WHAT TO WORK ON:
Copy out all of the material exactly as presented.

EXERCISE INPUTS:
_ _ _ _ _

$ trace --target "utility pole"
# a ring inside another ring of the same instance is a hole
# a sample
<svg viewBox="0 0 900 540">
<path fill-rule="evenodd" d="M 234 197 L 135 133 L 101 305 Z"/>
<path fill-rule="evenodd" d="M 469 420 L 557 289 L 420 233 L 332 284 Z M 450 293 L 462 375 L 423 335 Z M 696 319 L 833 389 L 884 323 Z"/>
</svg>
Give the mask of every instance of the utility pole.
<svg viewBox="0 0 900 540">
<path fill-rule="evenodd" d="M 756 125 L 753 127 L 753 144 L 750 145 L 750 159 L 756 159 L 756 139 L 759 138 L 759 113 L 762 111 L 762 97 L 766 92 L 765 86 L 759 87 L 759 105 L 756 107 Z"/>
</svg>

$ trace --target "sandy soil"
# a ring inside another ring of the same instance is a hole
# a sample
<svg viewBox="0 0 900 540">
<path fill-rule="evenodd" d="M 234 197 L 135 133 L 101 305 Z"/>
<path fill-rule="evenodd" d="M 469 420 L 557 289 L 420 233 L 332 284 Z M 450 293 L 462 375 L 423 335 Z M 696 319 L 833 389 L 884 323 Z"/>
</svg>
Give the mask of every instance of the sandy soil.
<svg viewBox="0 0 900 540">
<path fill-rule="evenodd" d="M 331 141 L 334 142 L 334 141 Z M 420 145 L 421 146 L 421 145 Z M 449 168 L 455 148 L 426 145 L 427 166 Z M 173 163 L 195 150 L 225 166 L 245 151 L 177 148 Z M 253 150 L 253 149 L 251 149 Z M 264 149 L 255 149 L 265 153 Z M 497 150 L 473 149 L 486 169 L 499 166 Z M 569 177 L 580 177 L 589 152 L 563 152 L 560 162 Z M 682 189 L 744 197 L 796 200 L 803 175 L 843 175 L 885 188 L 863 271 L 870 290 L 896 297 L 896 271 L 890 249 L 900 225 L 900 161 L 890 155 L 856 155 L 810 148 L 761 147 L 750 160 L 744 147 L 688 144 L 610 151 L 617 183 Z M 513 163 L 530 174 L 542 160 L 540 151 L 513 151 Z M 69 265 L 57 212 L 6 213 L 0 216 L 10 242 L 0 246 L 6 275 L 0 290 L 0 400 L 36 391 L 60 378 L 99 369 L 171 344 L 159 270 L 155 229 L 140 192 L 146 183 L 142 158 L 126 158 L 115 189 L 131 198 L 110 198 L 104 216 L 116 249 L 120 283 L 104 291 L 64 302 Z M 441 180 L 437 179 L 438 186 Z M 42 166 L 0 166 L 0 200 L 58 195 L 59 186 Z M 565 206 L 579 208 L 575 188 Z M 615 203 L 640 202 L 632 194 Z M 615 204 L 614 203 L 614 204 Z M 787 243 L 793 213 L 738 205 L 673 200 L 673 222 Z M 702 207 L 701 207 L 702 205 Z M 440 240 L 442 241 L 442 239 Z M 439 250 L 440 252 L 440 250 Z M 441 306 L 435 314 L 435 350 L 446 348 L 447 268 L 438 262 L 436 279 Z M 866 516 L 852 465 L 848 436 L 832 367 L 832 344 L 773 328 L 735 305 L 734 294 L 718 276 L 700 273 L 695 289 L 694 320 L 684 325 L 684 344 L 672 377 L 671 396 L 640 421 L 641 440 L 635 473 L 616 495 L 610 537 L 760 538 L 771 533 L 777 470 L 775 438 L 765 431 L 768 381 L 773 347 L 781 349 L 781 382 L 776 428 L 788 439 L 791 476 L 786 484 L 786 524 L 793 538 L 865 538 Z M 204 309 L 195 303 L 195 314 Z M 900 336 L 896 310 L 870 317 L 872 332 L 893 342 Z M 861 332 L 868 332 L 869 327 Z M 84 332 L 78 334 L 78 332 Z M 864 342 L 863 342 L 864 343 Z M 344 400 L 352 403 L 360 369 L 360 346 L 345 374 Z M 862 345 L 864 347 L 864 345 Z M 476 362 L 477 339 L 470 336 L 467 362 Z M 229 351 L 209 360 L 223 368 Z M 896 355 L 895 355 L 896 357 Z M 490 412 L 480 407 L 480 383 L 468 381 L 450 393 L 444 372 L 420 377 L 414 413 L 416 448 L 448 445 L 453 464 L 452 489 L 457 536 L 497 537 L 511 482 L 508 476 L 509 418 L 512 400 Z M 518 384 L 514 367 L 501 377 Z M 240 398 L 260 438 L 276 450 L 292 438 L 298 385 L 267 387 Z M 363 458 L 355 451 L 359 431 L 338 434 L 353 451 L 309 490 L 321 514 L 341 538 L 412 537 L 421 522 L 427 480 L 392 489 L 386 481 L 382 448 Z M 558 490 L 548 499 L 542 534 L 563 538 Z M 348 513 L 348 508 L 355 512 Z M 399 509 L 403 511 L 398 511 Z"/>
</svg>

_ _ _ _ _

REPLY:
$ trace --target "utility pole"
# a ring inside another ring of the same instance is a hole
# a sample
<svg viewBox="0 0 900 540">
<path fill-rule="evenodd" d="M 234 197 L 135 133 L 101 305 Z"/>
<path fill-rule="evenodd" d="M 469 420 L 557 289 L 420 233 L 332 284 Z M 450 293 L 462 375 L 423 335 Z M 696 319 L 833 389 L 884 323 Z"/>
</svg>
Give the mask of every instance of the utility pole.
<svg viewBox="0 0 900 540">
<path fill-rule="evenodd" d="M 756 125 L 753 127 L 753 144 L 750 145 L 750 159 L 756 159 L 756 139 L 759 138 L 759 113 L 762 111 L 762 97 L 766 92 L 765 86 L 759 87 L 759 105 L 756 107 Z"/>
</svg>

$ trace --target "sandy soil"
# a ring inside another ring of the same instance is a hole
# a sample
<svg viewBox="0 0 900 540">
<path fill-rule="evenodd" d="M 234 197 L 135 133 L 101 305 Z"/>
<path fill-rule="evenodd" d="M 469 420 L 557 289 L 420 233 L 332 284 Z M 450 293 L 462 375 L 423 335 Z M 696 319 L 833 389 L 884 323 Z"/>
</svg>
Give the mask of every instance of the sandy soil.
<svg viewBox="0 0 900 540">
<path fill-rule="evenodd" d="M 331 141 L 334 142 L 334 141 Z M 420 145 L 421 146 L 421 145 Z M 449 168 L 455 148 L 426 145 L 427 166 Z M 173 163 L 195 150 L 225 166 L 245 151 L 177 148 Z M 253 150 L 253 149 L 251 149 Z M 264 149 L 255 149 L 265 153 Z M 497 150 L 473 149 L 486 169 L 499 166 Z M 569 177 L 580 177 L 589 152 L 563 152 L 560 162 Z M 682 189 L 744 197 L 796 200 L 803 175 L 843 175 L 885 188 L 863 271 L 870 290 L 896 297 L 896 271 L 890 249 L 900 225 L 900 161 L 890 155 L 856 155 L 810 148 L 761 147 L 750 160 L 744 147 L 688 144 L 610 151 L 617 183 Z M 513 163 L 530 174 L 542 160 L 540 151 L 513 151 Z M 69 265 L 57 212 L 6 213 L 0 216 L 10 242 L 0 246 L 6 275 L 0 290 L 0 400 L 36 391 L 60 378 L 99 369 L 171 344 L 159 270 L 155 229 L 140 192 L 146 183 L 142 158 L 126 158 L 115 189 L 131 198 L 110 198 L 104 216 L 116 249 L 120 283 L 104 291 L 64 302 Z M 441 180 L 437 179 L 438 186 Z M 42 166 L 0 166 L 0 200 L 58 195 L 59 186 Z M 565 206 L 579 208 L 575 188 Z M 615 203 L 640 202 L 632 194 Z M 615 204 L 614 203 L 614 204 Z M 787 243 L 793 213 L 738 205 L 673 200 L 673 222 Z M 702 207 L 701 207 L 702 205 Z M 440 240 L 442 241 L 442 239 Z M 439 250 L 440 252 L 440 250 Z M 441 306 L 435 314 L 435 350 L 446 348 L 447 268 L 438 262 L 436 279 Z M 866 516 L 852 465 L 848 436 L 832 367 L 832 344 L 773 328 L 735 305 L 734 294 L 718 276 L 700 273 L 695 289 L 694 320 L 684 325 L 684 344 L 672 377 L 671 396 L 640 421 L 641 440 L 635 473 L 616 495 L 610 537 L 760 538 L 771 533 L 777 470 L 775 438 L 765 431 L 768 381 L 773 347 L 781 349 L 781 382 L 776 428 L 788 439 L 791 476 L 786 484 L 786 524 L 793 538 L 865 538 Z M 204 309 L 195 303 L 195 314 Z M 900 336 L 896 310 L 870 317 L 872 332 L 893 342 Z M 861 332 L 868 332 L 869 327 Z M 84 332 L 78 334 L 78 332 Z M 864 342 L 863 342 L 864 343 Z M 344 400 L 352 403 L 360 369 L 360 346 L 345 374 Z M 862 345 L 864 347 L 864 345 Z M 476 362 L 477 339 L 470 336 L 467 362 Z M 229 351 L 209 360 L 223 368 Z M 896 355 L 895 355 L 896 357 Z M 490 412 L 480 407 L 480 383 L 468 381 L 450 393 L 444 372 L 420 377 L 414 413 L 416 448 L 448 445 L 453 464 L 452 489 L 457 536 L 497 537 L 511 482 L 508 476 L 509 418 L 512 400 Z M 518 384 L 514 367 L 501 377 Z M 240 398 L 260 438 L 276 450 L 292 438 L 298 385 L 267 387 Z M 363 458 L 355 451 L 359 431 L 338 434 L 353 451 L 309 490 L 321 514 L 341 538 L 412 537 L 421 522 L 427 480 L 392 489 L 386 481 L 382 448 Z M 558 490 L 548 499 L 542 534 L 563 538 Z M 348 513 L 348 508 L 355 512 Z M 399 509 L 403 511 L 398 511 Z"/>
</svg>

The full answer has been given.